[Start]

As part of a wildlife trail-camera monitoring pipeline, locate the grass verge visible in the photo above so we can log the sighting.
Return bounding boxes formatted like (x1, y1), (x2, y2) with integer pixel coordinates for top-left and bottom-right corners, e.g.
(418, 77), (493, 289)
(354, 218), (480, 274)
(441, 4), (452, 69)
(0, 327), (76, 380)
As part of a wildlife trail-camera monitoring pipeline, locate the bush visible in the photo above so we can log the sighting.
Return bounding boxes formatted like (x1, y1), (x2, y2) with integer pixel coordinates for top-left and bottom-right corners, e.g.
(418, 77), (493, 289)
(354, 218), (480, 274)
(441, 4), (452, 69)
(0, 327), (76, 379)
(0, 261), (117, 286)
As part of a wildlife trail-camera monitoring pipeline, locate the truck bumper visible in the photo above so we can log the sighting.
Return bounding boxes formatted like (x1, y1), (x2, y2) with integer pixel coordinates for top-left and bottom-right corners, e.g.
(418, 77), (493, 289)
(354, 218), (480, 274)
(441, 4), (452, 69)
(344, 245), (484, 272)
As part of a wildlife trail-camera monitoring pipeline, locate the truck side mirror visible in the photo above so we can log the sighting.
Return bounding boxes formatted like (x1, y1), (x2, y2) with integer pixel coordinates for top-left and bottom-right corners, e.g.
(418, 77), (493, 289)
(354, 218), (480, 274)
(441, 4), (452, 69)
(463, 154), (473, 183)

[End]

Stated problem:
Reproduce without changes the lines above, from the first one through the line that contains "(344, 245), (484, 272)". Include that final line.

Response for this exercise:
As part of a wildlife trail-camera monitoring pipeline, locate the grass verge visible in the photo above so we can log the sighting.
Return bounding boxes formatted like (x1, y1), (x2, y2) with integer pixel coordinates for top-left and bottom-right corners, e.g.
(418, 77), (493, 289)
(354, 218), (480, 274)
(441, 4), (452, 69)
(0, 327), (76, 380)
As part of a wildlife trail-camera monitoring pipeline, locate the bush visible in the photo above so we can log the sighting.
Return bounding boxes formatted like (x1, y1), (x2, y2) with integer pixel coordinates for top-left and bottom-right corners, e.g.
(418, 77), (493, 289)
(354, 218), (480, 274)
(441, 4), (452, 69)
(0, 327), (76, 379)
(0, 261), (117, 286)
As part of a wildlife trail-camera monitoring pipeline, locate the truck bumper visible in the photo above so we can log the sighting.
Return bounding boxes formatted like (x1, y1), (x2, y2) with integer pixel coordinates for top-left and bottom-right corners, e.g.
(418, 77), (493, 289)
(354, 218), (480, 274)
(441, 4), (452, 69)
(344, 245), (484, 272)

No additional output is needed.